┌──

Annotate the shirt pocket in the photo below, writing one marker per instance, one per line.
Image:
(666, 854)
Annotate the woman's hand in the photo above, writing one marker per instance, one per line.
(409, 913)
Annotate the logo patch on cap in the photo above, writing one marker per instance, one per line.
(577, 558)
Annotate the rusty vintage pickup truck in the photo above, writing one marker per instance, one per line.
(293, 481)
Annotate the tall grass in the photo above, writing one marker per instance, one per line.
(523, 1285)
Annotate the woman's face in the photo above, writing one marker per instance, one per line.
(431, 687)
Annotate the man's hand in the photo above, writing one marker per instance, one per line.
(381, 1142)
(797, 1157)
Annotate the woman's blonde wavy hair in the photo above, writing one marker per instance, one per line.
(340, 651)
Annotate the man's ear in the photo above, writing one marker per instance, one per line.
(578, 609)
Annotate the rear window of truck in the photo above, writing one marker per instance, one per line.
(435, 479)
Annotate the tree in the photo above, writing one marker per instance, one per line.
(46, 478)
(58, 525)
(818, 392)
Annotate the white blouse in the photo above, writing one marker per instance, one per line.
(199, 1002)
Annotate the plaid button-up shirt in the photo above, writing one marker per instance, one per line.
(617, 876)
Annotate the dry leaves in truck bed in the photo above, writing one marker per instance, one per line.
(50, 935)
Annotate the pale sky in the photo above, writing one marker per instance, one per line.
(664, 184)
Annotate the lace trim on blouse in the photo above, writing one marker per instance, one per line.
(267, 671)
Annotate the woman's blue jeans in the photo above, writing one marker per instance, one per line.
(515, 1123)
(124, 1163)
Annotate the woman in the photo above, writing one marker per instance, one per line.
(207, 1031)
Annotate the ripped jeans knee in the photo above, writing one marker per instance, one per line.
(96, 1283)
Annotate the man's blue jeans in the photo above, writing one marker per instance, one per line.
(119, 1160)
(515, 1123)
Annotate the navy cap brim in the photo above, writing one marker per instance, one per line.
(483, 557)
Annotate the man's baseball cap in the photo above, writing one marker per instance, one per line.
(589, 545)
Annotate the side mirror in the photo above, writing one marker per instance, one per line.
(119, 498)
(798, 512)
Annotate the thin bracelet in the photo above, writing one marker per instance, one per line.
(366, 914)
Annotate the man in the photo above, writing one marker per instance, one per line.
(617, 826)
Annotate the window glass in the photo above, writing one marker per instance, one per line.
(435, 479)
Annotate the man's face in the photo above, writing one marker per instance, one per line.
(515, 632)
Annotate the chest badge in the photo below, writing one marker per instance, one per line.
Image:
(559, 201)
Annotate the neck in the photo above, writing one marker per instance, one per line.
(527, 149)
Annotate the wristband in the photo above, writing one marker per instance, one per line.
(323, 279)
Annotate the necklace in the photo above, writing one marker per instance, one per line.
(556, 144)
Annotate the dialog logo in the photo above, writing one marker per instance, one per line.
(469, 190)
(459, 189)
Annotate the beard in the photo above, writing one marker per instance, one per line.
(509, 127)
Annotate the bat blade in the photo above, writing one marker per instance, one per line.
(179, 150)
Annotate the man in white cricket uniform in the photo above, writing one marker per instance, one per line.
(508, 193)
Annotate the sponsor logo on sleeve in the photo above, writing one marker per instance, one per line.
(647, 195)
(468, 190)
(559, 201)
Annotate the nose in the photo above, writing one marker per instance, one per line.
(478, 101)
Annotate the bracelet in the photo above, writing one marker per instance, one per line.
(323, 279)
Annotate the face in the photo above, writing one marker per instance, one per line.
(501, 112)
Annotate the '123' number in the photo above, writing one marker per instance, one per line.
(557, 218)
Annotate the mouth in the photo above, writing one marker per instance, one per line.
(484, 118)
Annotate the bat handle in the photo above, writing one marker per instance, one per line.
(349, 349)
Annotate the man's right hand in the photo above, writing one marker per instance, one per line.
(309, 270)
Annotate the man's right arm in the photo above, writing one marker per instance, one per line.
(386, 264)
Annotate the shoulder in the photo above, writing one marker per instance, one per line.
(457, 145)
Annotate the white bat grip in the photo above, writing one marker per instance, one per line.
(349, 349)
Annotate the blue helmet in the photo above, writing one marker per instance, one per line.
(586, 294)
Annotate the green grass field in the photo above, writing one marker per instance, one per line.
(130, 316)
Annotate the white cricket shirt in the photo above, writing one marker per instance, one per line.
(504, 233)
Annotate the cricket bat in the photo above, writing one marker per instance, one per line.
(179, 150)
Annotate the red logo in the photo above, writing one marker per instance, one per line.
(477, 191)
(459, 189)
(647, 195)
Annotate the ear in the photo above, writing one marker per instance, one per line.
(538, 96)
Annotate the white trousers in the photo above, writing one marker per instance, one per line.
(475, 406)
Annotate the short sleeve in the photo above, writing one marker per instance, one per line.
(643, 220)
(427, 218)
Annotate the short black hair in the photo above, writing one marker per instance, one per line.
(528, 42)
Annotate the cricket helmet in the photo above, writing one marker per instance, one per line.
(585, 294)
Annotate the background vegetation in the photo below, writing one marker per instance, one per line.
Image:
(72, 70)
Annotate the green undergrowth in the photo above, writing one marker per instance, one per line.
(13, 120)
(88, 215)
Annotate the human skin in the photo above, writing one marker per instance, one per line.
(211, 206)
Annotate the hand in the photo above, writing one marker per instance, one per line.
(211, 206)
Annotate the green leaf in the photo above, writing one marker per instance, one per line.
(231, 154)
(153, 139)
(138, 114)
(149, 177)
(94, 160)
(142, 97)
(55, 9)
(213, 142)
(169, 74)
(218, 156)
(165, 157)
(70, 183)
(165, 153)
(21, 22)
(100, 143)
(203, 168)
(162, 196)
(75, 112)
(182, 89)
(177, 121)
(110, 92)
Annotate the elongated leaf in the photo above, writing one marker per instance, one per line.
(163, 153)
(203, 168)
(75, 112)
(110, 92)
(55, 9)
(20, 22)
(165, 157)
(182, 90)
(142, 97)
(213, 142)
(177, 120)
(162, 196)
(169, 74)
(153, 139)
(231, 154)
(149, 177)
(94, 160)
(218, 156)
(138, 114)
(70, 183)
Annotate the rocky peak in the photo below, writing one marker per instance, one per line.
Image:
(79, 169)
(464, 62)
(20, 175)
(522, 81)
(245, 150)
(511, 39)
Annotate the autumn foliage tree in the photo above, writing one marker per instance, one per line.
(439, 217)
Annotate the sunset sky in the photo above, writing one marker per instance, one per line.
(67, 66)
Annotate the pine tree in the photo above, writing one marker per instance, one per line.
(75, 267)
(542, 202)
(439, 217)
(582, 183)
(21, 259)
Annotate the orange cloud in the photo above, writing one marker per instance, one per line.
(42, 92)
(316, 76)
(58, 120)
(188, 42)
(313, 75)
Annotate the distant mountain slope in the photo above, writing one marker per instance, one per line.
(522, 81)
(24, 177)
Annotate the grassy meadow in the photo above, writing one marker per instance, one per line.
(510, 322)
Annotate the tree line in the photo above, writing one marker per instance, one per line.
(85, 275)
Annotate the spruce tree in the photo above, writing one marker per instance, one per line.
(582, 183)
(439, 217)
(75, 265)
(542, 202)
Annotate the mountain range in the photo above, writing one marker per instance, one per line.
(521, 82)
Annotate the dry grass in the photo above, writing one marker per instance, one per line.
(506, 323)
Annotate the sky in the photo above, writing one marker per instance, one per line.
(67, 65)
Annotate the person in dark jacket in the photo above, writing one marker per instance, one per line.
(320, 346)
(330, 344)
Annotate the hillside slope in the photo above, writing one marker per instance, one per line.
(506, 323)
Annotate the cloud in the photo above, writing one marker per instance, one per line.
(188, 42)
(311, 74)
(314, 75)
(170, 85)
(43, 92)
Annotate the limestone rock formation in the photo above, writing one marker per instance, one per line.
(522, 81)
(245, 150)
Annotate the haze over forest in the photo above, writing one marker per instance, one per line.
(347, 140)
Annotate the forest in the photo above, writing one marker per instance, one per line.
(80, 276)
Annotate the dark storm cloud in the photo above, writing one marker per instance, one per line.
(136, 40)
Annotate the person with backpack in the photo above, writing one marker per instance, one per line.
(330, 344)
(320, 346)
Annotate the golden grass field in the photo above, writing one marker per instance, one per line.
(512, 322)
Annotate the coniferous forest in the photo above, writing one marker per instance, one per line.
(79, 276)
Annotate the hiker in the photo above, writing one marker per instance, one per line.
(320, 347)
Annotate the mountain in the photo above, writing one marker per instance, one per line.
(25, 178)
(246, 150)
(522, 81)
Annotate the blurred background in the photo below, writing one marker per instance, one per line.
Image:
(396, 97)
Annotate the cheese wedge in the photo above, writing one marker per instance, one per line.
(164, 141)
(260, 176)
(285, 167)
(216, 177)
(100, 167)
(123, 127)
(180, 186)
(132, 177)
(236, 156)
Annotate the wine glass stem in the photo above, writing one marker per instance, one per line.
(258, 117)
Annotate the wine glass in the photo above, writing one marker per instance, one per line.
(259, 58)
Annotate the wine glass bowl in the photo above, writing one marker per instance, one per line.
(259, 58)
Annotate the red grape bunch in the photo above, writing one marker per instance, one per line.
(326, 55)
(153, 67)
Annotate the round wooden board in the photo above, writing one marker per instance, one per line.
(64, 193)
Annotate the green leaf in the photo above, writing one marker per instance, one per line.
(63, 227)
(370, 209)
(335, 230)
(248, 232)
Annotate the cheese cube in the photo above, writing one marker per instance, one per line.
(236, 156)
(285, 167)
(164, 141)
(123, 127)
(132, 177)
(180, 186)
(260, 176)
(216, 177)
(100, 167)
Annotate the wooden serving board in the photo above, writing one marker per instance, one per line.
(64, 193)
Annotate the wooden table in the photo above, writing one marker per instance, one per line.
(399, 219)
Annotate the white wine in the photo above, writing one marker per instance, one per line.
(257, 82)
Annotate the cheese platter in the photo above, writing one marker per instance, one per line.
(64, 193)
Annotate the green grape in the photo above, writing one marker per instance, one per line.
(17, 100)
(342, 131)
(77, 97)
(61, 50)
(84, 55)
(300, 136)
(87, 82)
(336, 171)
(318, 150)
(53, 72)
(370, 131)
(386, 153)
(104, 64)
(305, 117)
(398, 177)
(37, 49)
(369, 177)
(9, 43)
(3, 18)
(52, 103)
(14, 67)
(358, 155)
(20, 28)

└──

* **Required work**
Take from the material above every line that includes the word "background".

* **Solved problem**
Annotate the background vegetation in the photo below, writing one marker per instance, one per line.
Annotate the blurred background in the photo below, writing one marker per instance, one per line.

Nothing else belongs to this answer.